Up to 30 percent of people who receive organ transplants will develop diabetes, but researchers are unsure why. Although doctors typically blame immunosuppressive drugs that transplant recipients take to prevent organ rejection, it’s unclear why some people develop the lifelong disorder, while others do not.
A new study involving kidney transplant recipients suggests that patients with more inflammation prior to surgery are more likely to develop diabetes than those with less overall inflammation, and that a patient’s fat stores also play a role. The research, published in the journal CardioRenal Medicine, suggests there may be opportunities for intervention and reducing the rate of diabetes in kidney recipients.
“For patients who have received a new lease on life from a donated kidney, developing diabetes can be a major blow,” says first author on the study Maria Martinez Cantarin, MD, an assistant professor in the nephrology division at the Sidney Kimmel Medical College at Thomas Jefferson University. “We hadn’t had a good sense of how diabetes could be avoided for these patients.”
To get a better sense of the disease process that leads to diabetes in transplant recipients, Martinez Cantarin and colleagues took blood and tissue samples from 32 kidney recipients and, for comparison, 36 kidney donors. Of the 32 kidney recipients, 11 went on to develop diabetes within one year of follow up.

◆ **Data records**:
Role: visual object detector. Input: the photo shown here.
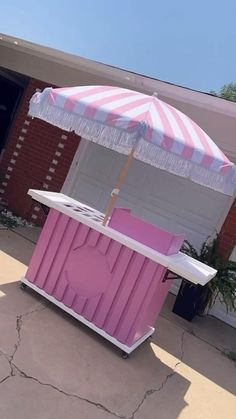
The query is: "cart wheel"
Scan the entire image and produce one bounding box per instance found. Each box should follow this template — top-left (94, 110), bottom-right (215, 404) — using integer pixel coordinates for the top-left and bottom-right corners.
top-left (121, 351), bottom-right (129, 359)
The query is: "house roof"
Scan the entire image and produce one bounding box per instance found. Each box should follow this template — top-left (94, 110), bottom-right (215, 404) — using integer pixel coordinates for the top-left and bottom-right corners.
top-left (0, 34), bottom-right (236, 116)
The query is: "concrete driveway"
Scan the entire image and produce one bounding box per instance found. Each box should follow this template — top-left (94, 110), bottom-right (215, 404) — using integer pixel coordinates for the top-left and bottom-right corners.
top-left (0, 229), bottom-right (236, 419)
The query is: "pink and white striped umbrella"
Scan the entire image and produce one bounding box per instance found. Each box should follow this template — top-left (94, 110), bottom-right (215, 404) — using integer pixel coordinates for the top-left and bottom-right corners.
top-left (29, 86), bottom-right (236, 195)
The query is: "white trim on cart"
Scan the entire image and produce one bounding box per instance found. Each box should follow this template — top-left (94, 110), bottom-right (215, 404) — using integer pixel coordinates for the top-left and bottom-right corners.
top-left (21, 278), bottom-right (155, 354)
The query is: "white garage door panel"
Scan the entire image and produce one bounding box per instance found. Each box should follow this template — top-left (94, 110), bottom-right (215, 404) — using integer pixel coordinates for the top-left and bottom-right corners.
top-left (70, 143), bottom-right (229, 251)
top-left (63, 140), bottom-right (235, 325)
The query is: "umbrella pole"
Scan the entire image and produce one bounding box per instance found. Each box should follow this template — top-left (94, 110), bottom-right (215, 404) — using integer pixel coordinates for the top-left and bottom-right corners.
top-left (102, 143), bottom-right (137, 226)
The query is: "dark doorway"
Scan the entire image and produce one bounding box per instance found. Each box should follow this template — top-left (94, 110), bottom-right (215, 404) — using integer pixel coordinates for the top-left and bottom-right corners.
top-left (0, 68), bottom-right (26, 154)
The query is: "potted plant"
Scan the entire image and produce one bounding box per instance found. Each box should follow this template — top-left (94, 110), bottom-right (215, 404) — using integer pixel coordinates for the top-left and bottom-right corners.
top-left (173, 236), bottom-right (236, 321)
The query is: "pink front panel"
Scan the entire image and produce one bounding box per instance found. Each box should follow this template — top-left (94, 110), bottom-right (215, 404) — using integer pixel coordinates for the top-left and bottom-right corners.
top-left (26, 210), bottom-right (180, 346)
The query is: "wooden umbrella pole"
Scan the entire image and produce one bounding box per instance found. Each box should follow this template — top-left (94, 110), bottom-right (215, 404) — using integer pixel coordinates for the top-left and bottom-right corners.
top-left (102, 143), bottom-right (137, 226)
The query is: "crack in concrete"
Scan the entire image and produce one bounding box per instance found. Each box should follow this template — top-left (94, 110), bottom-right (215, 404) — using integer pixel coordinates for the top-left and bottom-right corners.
top-left (13, 364), bottom-right (126, 419)
top-left (0, 304), bottom-right (188, 419)
top-left (0, 304), bottom-right (127, 419)
top-left (129, 330), bottom-right (186, 419)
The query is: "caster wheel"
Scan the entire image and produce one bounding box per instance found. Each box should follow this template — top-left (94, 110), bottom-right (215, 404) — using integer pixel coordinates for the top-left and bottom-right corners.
top-left (121, 351), bottom-right (129, 359)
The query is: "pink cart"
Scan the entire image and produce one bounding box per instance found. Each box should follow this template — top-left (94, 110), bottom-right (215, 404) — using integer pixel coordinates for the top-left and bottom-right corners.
top-left (22, 190), bottom-right (216, 356)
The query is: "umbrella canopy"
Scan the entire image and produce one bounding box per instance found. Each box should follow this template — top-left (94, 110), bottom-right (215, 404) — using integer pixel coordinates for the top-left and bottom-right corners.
top-left (29, 86), bottom-right (236, 195)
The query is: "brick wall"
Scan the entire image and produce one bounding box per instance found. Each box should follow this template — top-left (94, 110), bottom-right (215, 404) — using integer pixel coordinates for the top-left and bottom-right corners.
top-left (219, 200), bottom-right (236, 258)
top-left (0, 79), bottom-right (79, 224)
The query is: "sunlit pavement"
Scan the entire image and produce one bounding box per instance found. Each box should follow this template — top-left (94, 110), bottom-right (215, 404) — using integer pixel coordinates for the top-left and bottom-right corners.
top-left (0, 228), bottom-right (236, 419)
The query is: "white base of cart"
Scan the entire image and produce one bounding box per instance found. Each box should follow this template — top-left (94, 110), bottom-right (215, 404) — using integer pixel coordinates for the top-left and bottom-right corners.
top-left (21, 278), bottom-right (155, 354)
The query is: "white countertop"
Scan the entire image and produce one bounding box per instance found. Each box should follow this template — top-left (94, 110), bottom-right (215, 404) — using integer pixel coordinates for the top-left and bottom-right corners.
top-left (28, 189), bottom-right (217, 285)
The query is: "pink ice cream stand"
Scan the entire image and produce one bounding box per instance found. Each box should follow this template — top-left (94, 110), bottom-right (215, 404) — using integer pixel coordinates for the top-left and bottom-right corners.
top-left (22, 86), bottom-right (236, 354)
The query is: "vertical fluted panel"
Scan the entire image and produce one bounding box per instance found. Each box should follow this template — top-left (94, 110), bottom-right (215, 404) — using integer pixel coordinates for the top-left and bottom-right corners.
top-left (26, 210), bottom-right (171, 346)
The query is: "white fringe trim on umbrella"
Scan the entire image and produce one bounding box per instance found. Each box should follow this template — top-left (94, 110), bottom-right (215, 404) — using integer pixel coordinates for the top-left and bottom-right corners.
top-left (28, 96), bottom-right (139, 154)
top-left (29, 94), bottom-right (236, 195)
top-left (134, 139), bottom-right (236, 195)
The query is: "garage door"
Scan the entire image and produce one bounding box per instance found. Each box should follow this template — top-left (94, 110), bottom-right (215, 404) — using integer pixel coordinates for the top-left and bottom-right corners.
top-left (63, 140), bottom-right (234, 328)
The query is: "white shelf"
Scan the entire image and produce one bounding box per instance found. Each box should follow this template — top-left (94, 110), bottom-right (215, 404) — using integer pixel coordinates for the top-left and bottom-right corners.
top-left (28, 189), bottom-right (217, 285)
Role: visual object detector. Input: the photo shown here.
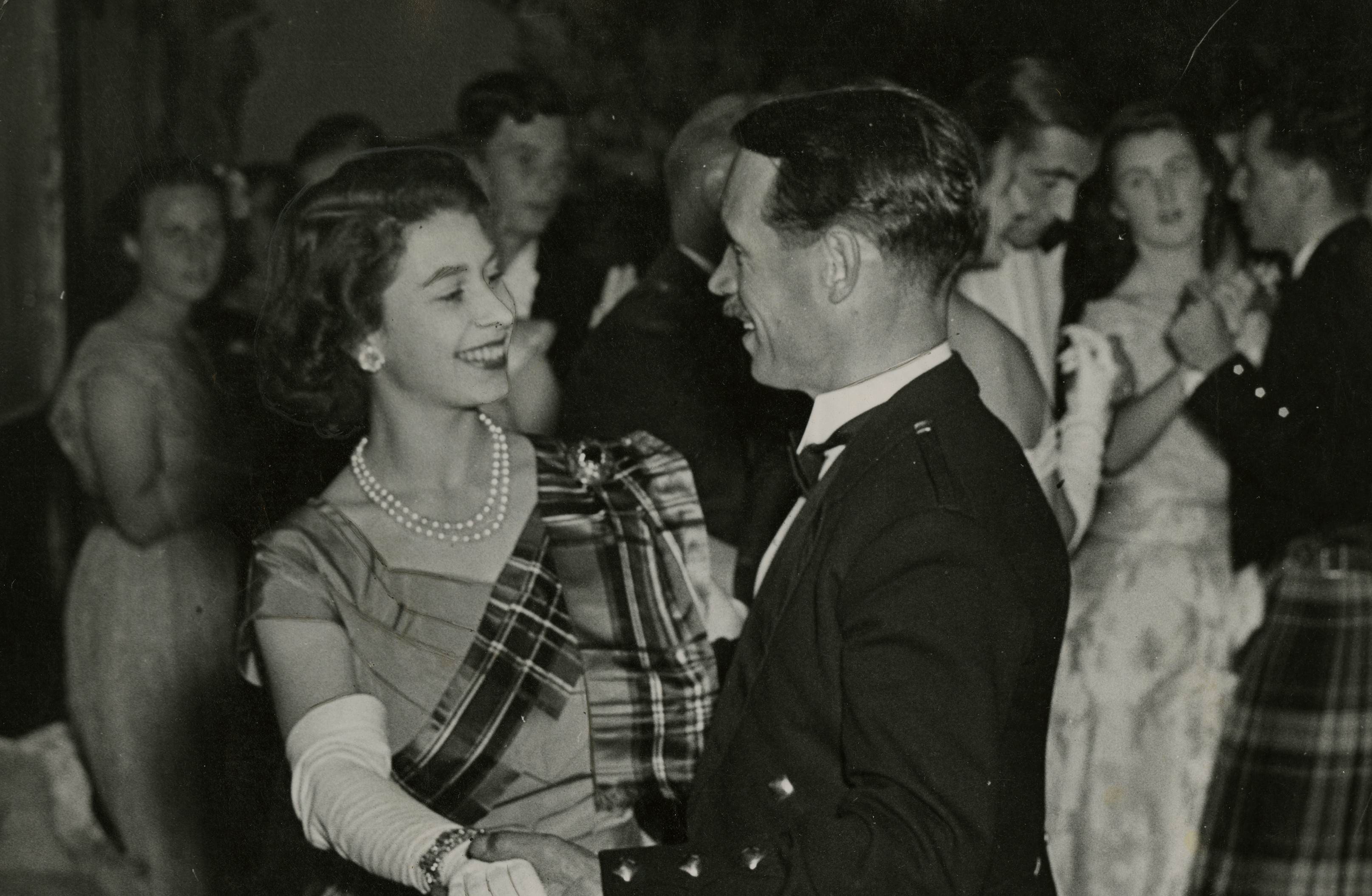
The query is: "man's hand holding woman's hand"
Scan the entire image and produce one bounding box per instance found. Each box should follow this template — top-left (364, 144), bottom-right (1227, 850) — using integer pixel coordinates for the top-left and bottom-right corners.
top-left (466, 830), bottom-right (601, 896)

◆ **Prompt**: Please update everything from "Up to 30 percent" down to "others do not." in the transplant text, putting "graft rejection" in place of "organ rejection". The rows stand apart from the transplant text.

◆ **Response area**:
Up to 30 percent of people who receive organ transplants will develop diabetes, but researchers are unsure why. Although doctors typically blame immunosuppressive drugs that transplant recipients take to prevent graft rejection, it’s unclear why some people develop the lifelong disorder, while others do not.